**Work instructions:**
a: In the commentary on Mark's case, what other name is given to the method of comparing an image's cryptographic hash against NCMEC's database of known CSAM hashes?
b: Please transcribe the commentary on Mark's case between "Basically, there are" and "actual known CSAM imagery.", inclusive.

++++ Text for analysis ++++

Kashmir Hill, reporting for The New York Times:
Mark noticed something amiss with his toddler. His son’s penis
looked swollen and was hurting him. Mark, a stay-at-home dad in
San Francisco, grabbed his Android smartphone and took photos to
document the problem so he could track its progression.
It was a Friday night in February 2021. His wife called an advice
nurse at their health care provider to schedule an emergency
consultation for the next morning, by video because it was a
Saturday and there was a pandemic going on. The nurse said to send
photos so the doctor could review them in advance. […]
With help from the photos, the doctor diagnosed the issue and
prescribed antibiotics, which quickly cleared it up. But the
episode left Mark with a much larger problem, one that would cost
him more than a decade of contacts, emails and photos, and make
him the target of a police investigation. Mark, who asked to be
identified only by his first name for fear of potential
reputational harm, had been caught in an algorithmic net designed
to snare people exchanging child sexual abuse material.
Just an awful story, but filled with nothing but good intentions. Hill has done yeoman’s work reporting this story out. You can imagine how reluctant a source might be talk about such an incident, even with a promise of using only their first name.
Basically, there are two main methods major cloud hosts identify CSAM. The first is comparing a cryptographic hash of a given image against the National Center for Missing and Exploited Children’s database of hashes for known CSAM imagery. This method is also known as “fingerprinting”. That’s the method Apple, controversially, proposed introducing for iCloud Photos last year — but has shelved until further notice. It’s essentially a method for identifying known CSAM without distributing the actual known CSAM imagery.
The other method is using machine learning models to flag uploaded images simply because the trained AI model identifies them as suspicious. It’s essentially a search for new CSAM imagery — photos and videos that aren’t (yet) in the NCMEC fingerprint database. This method is what ensnared Mark, the subject of Hill’s story.
To my knowledge, no innocent person has been falsely flagged and investigated like Mark using the NCMEC fingerprint database. It could happen. But I don’t think it has. It seems uncommon for an innocent person like Mark to be flagged and investigated by the second method, but as Hill reports, we have no way of knowing how many like Mark there are who’ve been wrongly flagged, because for obvious reasons they’re unlikely to go public with their stories.
Near the end of Hill’s report:
Dr. Suzanne Haney, chair of the American Academy of Pediatrics’
Council on Child Abuse and Neglect, advised parents against
taking photos of their children’s genitals, even when directed by
“The last thing you want is for a child to get comfortable with
someone photographing their genitalia,” Dr. Haney said. “If you
absolutely have to, avoid uploading to the cloud and delete them
She said most physicians were probably unaware of the risks in
asking parents to take such photos.

++++ Extracted entries ++++

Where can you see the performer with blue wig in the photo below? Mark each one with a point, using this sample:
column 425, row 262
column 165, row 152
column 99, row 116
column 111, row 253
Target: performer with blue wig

++++

**Solutions to each task:**
a: Fingerprinting.

b:
Basically, there are two main methods major cloud hosts identify CSAM. The first is comparing a cryptographic hash of a given image against the National Center for Missing and Exploited Children’s database of hashes for known CSAM imagery. This method is also known as “fingerprinting”. That’s the method Apple, controversially, proposed introducing for iCloud Photos last year — but has shelved until further notice. It’s essentially a method for identifying known CSAM without distributing the actual known CSAM imagery.